§ Consegne di lavoro:
[A] Rispondi a queste domande sul testo sulle Ballate di Lagosta:
(i) Come si chiama in italiano l'isola croata di Lastova?
(ii) Quali sono i due significati del termine auctor?
(iii) Che tipo di epopea è il libro, secondo il testo?
[B] Fornisci il seguito del testo sulle Ballate di Lagosta, partendo subito dopo la sua ultima frase.

§ Testo di riferimento:

Buona parte dei testi de Ballate di Lagosta ha nel titolo dei nomi propri di persona dal tono slavo. Nomi che sembrerebbero essere quelli di chi abita a diverso titolo l’isola croata di Lastova (Lagosta in italiano), da cui il titolo della raccolta. E come se chi scrivesse Ballate di Lagosta (l’autore) cercasse di risolvere una questione della precarietà del suo poter dire quanto sta guardando, quanto sente e osserva, chiamando a raccolta dei nomi, degli incontri densi o fugaci. Non dando loro la parola, in forma di testimonianza (anzi, la cosa più interessante è proprio che questo non avviene, ma ogni nome è invece messo in un rapporto articolato con un Io che nelle poesie dice sé stesso, un tu o un egli) ma attestando che in qualche modo che essi ci sono, esistono, non sono dimenticati. Mojmir, Marijana, …
Chi sono questi nomi e in quale maniera entrano in dialogo con il soggetto che scrive, che ferma quanto guarda e ascolta attorno a sé? Si può parlare di queste figure come possibilità per l’autore di recuperare quella doppia ambivalenza del termine auctor che esiste fin dall’antichità: chi è vero e proprio esecutore o creatore di un’opera ma anche chi è soggetto che autorizza l’opera stessa ad essere e a essere chiamata tale? Forse, infatti, compartecipano alla possibilità di essere di questo libro tutta una serie di nomi e persone non dimenticati ma trascritti uno a uno. Persone la cui identità è anonima e nel contempo stesso così necessaria e precisa. «per chi è senza futuro, /per chi è nato, /ma non ha nulla / ed è perduto e sembra nell’aria/ portato dal mare, /portato da chissà dove /un incanto che è morte / canto alla memoria».
Esistono queste persone? Sono esistite? Sì. Vivono nelle Ballate? L’obiettivo è consegnarli alla poesia e al racconto, nell’ipotesi che la comunità sia concreta, e che sia esistito chi ci ha lasciato, anche se non ne conosciamo il nome. Sono le tante meravigliose persone che incontriamo e a cui vogliamo bene, che sono poesia, e c’è chi è stato portato via alla poesia della vita.
Ho delineato questi personaggi, descrivendo il loro pensiero, le azioni e le emozioni, anche l’indignazione per quello che accade e non viene considerato: è un’epopea antieroica in cui tutti noi possiamo essere personaggi del libro, perché quando parlo con una persona e mi faccio ispirare la mia suggestione è farla rivivere, e la sensibilità e la riflessione appartiene sia all’uomo che incontri per strada sia al fisico dei nanomateriali. La poesia può essere una dichiarazione, in questo caso d’esistenza, se penso al termine latino dedicare. Ma a cosa sono consacrati i nomi?
Ci sono titoli e nomi in quasi tutte le sezioni, tranne in quelle in cui il desiderio è consegnare un messaggio, che in poesia non si trasmette solo a chi è contemporaneo, ma a chi viene. Il cantare astronomie private di nomi è il tentativo di riconoscere nella moltitudine di uomini il comune denominatore che è la vita, nelle sue differenze di visioni ideologiche e politiche, linguistiche e culturali. Poi, dopo aver indicato e descritto approcci differenti e possibilità, la poesia ha necessità di consegnare un messaggio, altrimenti sarebbe un tentativo autoreferenziale.

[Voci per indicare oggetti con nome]
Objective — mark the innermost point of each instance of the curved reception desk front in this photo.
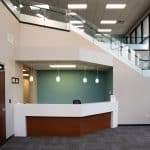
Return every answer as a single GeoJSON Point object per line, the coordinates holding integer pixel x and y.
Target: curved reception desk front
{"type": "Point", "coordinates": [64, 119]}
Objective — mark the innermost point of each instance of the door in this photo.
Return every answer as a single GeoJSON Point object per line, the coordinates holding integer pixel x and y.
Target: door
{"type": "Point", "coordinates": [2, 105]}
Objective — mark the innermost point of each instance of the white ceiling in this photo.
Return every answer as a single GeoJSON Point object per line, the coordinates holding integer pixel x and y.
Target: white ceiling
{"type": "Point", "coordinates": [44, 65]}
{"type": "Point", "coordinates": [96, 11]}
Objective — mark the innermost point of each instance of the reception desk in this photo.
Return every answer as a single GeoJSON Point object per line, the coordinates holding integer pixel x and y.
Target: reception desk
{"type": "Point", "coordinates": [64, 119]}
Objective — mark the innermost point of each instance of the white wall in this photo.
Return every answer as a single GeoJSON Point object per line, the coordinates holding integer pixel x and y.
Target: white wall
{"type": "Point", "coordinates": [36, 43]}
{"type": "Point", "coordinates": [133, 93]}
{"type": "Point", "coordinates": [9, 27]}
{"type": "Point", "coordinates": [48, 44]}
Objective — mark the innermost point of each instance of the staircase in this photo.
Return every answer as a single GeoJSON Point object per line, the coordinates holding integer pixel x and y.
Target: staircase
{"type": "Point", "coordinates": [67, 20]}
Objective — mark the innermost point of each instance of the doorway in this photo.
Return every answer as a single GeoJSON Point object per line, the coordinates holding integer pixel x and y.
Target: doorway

§ Risposte:
[A]
(i) Lagosta.
(ii) Chi è vero e proprio esecutore o creatore di un'opera, e chi è soggetto che autorizza l'opera stessa a essere e a essere chiamata tale.
(iii) Un'epopea antieroica, in cui tutti noi possiamo essere personaggi del libro.

[B]
Per quanto riguarda il termine latino auctor sono presenti entrambe le fasi che descrivi, ma mi viene in mente il verbo latino, dunque l’opera che si accresce, che si consegna nel finale alla crescita di chi dovrà continuare con la propria poesia.
L’ultima sezione Ma voi non fermate il loro canto è un invito a considerare tutto ciò che è stato detto e indicato nel libro per permettere al messaggio di conoscenza di essere cantato ancora, e qui l’opera trova un’altra ambivalenza, nel rapporto con chi dovrà trasformare questa finzione in qualcosa di vero, e a sua volta compiere e accrescere questo percorso, affrontando i temi del proprio tempo.
Fino ad adesso abbiamo parlato soprattutto di vista e sguardo. Eppure il titolo Ballate di Lagosta suggerisce anche un rapporto privilegiato con il suono e la musicalità. Tra i testi si trovano canzoni, rap, processioni, litanie… Inoltre, un’attenzione e una ricchezza prosodica vivace e musicale risulta chiara anche all’orecchio poetico meno allenato.
Quanto il luogo, l’isola, le persone hanno effettivamente donato materia d’ascolto per il ritmo dei testi e quanto invece è stata una tua volontà di canto?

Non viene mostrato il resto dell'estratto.